• Required work:
Every line of the records below should be restated exactly.

[Begin Provided records]

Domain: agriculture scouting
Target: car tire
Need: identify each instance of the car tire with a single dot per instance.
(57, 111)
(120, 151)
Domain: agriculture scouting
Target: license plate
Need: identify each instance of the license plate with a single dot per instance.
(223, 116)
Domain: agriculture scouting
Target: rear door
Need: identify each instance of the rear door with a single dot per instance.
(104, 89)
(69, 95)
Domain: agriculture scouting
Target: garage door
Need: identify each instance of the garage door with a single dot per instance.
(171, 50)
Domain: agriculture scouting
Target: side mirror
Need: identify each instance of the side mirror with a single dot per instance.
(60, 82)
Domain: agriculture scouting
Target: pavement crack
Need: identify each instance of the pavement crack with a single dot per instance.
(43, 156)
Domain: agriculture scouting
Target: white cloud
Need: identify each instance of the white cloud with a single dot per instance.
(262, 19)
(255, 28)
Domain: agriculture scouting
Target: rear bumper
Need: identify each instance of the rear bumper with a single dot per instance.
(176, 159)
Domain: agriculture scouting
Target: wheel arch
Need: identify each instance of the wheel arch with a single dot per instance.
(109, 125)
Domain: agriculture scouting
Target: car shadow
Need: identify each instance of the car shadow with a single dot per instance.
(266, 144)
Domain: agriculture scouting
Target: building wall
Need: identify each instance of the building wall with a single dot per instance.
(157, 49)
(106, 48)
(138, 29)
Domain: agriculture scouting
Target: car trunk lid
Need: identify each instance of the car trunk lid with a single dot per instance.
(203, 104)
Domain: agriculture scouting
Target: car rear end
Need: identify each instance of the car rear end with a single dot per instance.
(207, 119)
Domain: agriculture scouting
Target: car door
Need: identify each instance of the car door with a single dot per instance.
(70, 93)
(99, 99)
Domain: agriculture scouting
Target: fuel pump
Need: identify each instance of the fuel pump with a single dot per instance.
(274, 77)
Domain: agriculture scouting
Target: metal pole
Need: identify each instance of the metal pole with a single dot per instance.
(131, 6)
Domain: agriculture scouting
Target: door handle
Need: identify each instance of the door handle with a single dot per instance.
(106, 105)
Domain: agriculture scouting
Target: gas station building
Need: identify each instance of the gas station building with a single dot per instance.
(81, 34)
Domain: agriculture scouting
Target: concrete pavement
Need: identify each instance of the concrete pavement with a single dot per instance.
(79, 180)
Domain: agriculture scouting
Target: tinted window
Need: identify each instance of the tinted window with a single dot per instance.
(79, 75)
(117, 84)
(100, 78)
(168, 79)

[End Provided records]

• The answer:
Domain: agriculture scouting
Target: car tire
Need: identify each instance of the car tire with a single dot per instance.
(57, 111)
(120, 151)
Domain: agriculture scouting
Target: license plate
Need: identify each instance of the license plate with a single dot per instance.
(223, 116)
Domain: agriculture scouting
Target: rear door
Need: identify each instance of the rear door with a single dot per instance.
(104, 89)
(69, 95)
Domain: agriculture scouting
Target: garage door
Need: identify each instance of the garage door with a single dot per instance.
(171, 50)
Domain: agriculture scouting
Target: side mirror
Need: identify each instance of the side mirror with a single dot per instance.
(60, 82)
Domain: agriculture scouting
Target: pavement crack
Need: identify each instance of the pavement crack with a single dot per instance.
(43, 156)
Domain: agriculture scouting
Target: white cloud
Need: identify each instance of the white cloud with a single dot per instance.
(262, 19)
(255, 28)
Domain: agriculture scouting
Target: rear bumper
Need: identify each instance of the rear bumper with a single dot per instance.
(176, 159)
Domain: agriculture scouting
Target: wheel arch
Need: identify each instance of the wheel arch with a single dot per instance.
(109, 125)
Domain: agriculture scouting
Target: car shadow
Need: identify each instance of the car shadow with a single dot per instance.
(266, 144)
Domain: agriculture scouting
Target: building wall
Need: identify each instance of the building wall with a single dot per instance.
(157, 49)
(106, 48)
(138, 29)
Domain: agriculture scouting
Target: car trunk lid
Need: identify each instance of the car trunk lid with a single dot per instance.
(203, 104)
Domain: agriculture scouting
Target: car rear end
Need: identify each instance of the car rear end with a single dot per instance.
(207, 119)
Domain: agriculture scouting
Target: car door
Need: identify each instance of the car door with a single dot per instance.
(70, 93)
(99, 99)
Domain: agriculture scouting
Target: fuel pump
Need: identify each instance of the fuel pump with a single dot per instance.
(274, 77)
Domain: agriculture scouting
Target: metal pole
Need: identify each instance of the metal pole with a single dot per instance.
(131, 6)
Domain: agriculture scouting
Target: door handle
Need: identify each instance of the door handle with a single dot per instance.
(106, 105)
Domain: agriculture scouting
Target: gas station building
Need: identify each instance of the gas station building with a single dot per instance.
(81, 34)
Domain: agriculture scouting
Target: concrete pavement
Need: identify each instance of the concrete pavement with a single dot per instance.
(79, 180)
Domain: agriculture scouting
Target: tinted window
Need: identify each instance of the tinted window with a single dot per instance.
(79, 75)
(117, 84)
(100, 78)
(168, 79)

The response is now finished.